◆ Activity ◆
Output the data in full. Keep every word exact and exclude the pictures.

(Dataset entries)

---

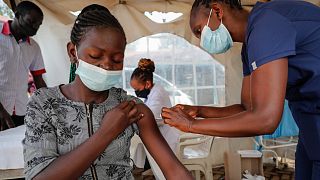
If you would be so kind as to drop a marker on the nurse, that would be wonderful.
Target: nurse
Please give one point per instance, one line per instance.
(281, 60)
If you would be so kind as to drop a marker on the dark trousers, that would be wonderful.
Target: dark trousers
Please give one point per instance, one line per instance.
(308, 148)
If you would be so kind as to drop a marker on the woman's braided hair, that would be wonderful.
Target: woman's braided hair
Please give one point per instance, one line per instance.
(92, 16)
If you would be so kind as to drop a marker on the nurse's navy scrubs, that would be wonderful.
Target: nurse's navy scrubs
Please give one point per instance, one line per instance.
(291, 29)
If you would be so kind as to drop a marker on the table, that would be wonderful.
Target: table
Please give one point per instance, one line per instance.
(11, 153)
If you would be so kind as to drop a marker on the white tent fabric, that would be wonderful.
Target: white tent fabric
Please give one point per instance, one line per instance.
(55, 31)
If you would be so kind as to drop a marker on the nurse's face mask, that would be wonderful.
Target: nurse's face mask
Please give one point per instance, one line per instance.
(96, 78)
(215, 42)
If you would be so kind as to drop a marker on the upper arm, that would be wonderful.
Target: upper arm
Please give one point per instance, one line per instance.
(37, 65)
(245, 93)
(155, 143)
(268, 88)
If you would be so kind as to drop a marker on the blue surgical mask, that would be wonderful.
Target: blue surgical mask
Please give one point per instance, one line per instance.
(96, 78)
(215, 42)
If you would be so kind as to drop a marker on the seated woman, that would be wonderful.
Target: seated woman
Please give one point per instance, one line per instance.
(82, 130)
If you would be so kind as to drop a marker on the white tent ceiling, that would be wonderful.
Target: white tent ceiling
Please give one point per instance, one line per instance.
(55, 31)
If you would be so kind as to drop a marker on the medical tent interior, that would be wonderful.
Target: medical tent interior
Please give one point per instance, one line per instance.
(159, 30)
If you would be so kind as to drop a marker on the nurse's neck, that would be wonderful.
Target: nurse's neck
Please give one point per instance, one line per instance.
(236, 22)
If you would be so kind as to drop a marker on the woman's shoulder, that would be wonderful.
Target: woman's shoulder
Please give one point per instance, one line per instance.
(122, 95)
(45, 93)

---

◆ Expected output ◆
If you would be so kind as to drop a marker on the nurse, that would be wonderful.
Target: nurse
Please give one point per instance, one line per instance.
(281, 60)
If you would be so kind as to drop a marker on the dark trousers, that would be wonderful.
Target: dark trousers
Please give one point per instance, one line per instance.
(308, 148)
If you would be so kind as to drop a marker on the woman's braided hair, that would be wonderful.
Target: woman's braided hair
Please give one point per instance, one line per instance.
(92, 16)
If you would be so kind as to drop a marker on the nurse's navy scrubs, that would be wonderful.
Target: nurse's navy scrubs
Please give one point per instance, one line per instance.
(291, 29)
If you would be so kind as to drop a marker on the table, that would be wonderful.
Target: table
Please give one point per instance, one line per instance.
(11, 153)
If you would be so kind as to drop a marker on the white tent fabric, that would be wonderful.
Target: white tent fabric
Please give one point per instance, one line per instance.
(55, 31)
If you would be so kind as to drop a marker on the nurse's face mask, that would be wonderful.
Target: nurse's face mask
Please give one point per instance, one line per instance.
(96, 78)
(215, 42)
If you would be so kind as to drop a marker on the upper arm, that would be wonderful.
Target: upper arm
Please give one point per instance, one line per instance.
(37, 65)
(245, 93)
(155, 143)
(268, 88)
If you would be so kind as to drop a marker on the blue surgical mask, that would be wonderful.
Target: blue surgical mask
Please give one point per instance, one line per instance.
(96, 78)
(215, 42)
If you would be so kind as to drop a marker on the seated woman, that would be wonderful.
Target: seated woman
Please give one point per instance, one line per instance.
(82, 130)
If you would be so kind as to drop a marker on the white tent ceiling, that would be wonderful.
Target: white tent ceiling
Please give one point per instance, one line per instance.
(55, 31)
If you would be so kind as to drop a marker on the medical tent interior, that would be wonderful.
Target: medical tent interior
Please give one point per instance, one line per instance.
(159, 30)
If you would be so kind as to drop a marker on the nurse's neck, that would be wonderful.
Target: nurse's neck
Please give one point per instance, one line per instance.
(236, 22)
If you would be so kind as to drop a marker on the woman's shoulder, that would be wonderful.
Target: woman's shoulder
Please give one point per instance, one line per instance.
(122, 95)
(45, 93)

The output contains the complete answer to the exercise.